### What you are asked to do
Please print every line from the one containing "# test: mark one point on the green tree, one" through the last line of the records below, exactly as written and nothing more.

### Data supplied

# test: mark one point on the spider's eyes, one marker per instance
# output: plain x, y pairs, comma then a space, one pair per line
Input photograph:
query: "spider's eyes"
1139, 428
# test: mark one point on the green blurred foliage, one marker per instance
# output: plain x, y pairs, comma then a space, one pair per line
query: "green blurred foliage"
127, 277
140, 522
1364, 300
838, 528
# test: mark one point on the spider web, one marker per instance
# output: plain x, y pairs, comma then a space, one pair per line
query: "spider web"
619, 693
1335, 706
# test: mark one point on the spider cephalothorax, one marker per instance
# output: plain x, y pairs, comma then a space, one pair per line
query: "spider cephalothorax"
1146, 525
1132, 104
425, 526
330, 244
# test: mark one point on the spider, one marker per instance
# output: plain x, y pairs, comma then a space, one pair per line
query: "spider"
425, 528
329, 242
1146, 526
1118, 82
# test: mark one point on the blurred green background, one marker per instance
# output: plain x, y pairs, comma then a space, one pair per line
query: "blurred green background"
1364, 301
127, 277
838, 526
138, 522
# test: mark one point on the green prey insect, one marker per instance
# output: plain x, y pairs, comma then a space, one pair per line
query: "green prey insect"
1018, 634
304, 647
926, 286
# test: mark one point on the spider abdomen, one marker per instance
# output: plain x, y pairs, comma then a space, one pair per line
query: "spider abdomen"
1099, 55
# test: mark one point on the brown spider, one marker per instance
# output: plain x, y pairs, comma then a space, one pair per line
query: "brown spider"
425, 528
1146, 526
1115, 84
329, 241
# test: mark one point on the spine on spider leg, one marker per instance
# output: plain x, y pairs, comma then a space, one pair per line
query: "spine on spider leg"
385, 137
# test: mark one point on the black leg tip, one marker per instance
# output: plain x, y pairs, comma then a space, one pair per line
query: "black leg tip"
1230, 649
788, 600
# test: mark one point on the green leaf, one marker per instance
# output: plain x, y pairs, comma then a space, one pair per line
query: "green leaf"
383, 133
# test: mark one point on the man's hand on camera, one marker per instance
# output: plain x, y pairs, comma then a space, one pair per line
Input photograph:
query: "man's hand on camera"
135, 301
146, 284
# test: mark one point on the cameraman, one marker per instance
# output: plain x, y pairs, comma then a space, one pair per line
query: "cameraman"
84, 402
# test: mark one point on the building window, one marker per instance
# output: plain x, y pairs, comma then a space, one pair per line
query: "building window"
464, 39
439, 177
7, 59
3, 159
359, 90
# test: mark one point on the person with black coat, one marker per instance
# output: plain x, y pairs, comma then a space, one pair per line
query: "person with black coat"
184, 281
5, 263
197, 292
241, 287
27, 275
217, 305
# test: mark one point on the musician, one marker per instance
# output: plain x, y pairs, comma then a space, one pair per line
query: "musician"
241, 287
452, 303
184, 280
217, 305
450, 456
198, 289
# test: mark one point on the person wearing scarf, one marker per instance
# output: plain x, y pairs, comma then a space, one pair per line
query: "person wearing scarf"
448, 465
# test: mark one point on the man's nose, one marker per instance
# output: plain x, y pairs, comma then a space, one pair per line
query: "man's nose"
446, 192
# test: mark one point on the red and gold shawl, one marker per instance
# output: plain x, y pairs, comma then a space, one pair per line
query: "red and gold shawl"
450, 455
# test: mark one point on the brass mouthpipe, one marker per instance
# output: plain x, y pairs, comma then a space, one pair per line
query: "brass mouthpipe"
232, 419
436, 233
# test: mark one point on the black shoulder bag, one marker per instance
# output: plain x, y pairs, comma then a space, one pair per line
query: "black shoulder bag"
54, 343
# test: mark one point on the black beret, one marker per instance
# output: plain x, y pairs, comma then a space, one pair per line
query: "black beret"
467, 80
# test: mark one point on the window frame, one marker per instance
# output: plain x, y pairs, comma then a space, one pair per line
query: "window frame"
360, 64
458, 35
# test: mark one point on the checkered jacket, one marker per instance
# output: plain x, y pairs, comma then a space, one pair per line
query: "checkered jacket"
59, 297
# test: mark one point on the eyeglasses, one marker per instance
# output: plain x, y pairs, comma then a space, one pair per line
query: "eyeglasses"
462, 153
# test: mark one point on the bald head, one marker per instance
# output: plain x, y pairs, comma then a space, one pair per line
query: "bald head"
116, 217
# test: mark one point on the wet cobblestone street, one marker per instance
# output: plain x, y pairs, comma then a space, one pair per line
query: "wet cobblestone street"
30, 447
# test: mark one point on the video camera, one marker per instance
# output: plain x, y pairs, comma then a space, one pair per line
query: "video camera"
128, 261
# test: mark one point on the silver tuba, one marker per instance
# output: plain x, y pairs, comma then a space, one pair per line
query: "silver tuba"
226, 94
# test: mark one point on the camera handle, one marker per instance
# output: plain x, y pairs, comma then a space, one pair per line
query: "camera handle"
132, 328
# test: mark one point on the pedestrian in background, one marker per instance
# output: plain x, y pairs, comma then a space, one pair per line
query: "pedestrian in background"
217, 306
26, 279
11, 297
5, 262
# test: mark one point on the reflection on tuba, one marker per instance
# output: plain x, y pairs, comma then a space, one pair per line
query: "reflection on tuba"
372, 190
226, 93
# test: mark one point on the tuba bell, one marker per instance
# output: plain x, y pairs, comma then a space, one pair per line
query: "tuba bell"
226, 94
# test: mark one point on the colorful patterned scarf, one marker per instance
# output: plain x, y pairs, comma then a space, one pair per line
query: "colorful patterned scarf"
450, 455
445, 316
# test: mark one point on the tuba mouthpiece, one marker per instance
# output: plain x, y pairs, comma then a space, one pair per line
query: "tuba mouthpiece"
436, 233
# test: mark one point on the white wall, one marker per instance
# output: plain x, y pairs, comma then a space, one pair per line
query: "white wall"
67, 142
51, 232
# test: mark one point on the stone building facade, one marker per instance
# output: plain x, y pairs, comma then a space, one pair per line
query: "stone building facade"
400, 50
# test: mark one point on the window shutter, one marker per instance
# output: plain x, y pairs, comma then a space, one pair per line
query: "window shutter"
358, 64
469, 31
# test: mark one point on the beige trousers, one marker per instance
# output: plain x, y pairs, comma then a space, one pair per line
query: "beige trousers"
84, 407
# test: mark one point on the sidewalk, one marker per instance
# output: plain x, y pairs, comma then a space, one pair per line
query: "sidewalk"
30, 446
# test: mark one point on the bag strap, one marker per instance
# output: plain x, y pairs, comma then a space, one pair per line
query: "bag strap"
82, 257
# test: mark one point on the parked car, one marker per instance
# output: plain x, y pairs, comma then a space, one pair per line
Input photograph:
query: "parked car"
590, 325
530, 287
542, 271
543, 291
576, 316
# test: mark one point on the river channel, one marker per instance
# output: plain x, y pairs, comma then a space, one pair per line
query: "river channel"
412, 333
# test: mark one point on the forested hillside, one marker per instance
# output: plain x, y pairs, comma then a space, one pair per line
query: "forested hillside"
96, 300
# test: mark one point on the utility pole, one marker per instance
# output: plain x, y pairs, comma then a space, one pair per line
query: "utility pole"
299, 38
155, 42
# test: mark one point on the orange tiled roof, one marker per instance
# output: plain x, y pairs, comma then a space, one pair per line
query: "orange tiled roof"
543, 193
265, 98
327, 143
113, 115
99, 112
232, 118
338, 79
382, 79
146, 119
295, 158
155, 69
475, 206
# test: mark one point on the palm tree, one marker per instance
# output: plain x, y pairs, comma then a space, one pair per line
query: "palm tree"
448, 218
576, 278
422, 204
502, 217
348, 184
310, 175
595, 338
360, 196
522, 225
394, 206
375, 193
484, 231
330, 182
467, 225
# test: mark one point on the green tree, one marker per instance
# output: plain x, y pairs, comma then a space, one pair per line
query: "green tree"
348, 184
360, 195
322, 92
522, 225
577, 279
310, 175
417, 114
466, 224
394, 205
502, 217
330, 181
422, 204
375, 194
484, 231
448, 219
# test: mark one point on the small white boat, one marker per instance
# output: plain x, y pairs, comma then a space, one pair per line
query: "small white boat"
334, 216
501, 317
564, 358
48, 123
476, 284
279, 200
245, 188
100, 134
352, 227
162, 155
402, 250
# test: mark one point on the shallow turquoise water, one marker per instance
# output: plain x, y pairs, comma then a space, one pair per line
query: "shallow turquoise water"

### Final result
# test: mark one point on the green tree, one marker per instance
# output: plain x, y pairs, comma then a space, one pair per line
query: "green tree"
348, 184
360, 195
322, 92
522, 225
577, 279
310, 175
417, 114
466, 224
394, 205
502, 217
330, 181
422, 204
375, 194
484, 231
448, 219
# test: mark one point on the small white boat, one marker per instance
# output: plain x, y pairs, comma then a space, one pair per line
query: "small white boat"
334, 216
501, 317
564, 358
48, 123
476, 284
279, 200
245, 188
100, 134
352, 227
162, 155
402, 250
# test: mark one point on the shallow turquoise water, one marker per instance
# output: plain x, y pairs, comma then a space, one pair per line
query: "shallow turquoise water"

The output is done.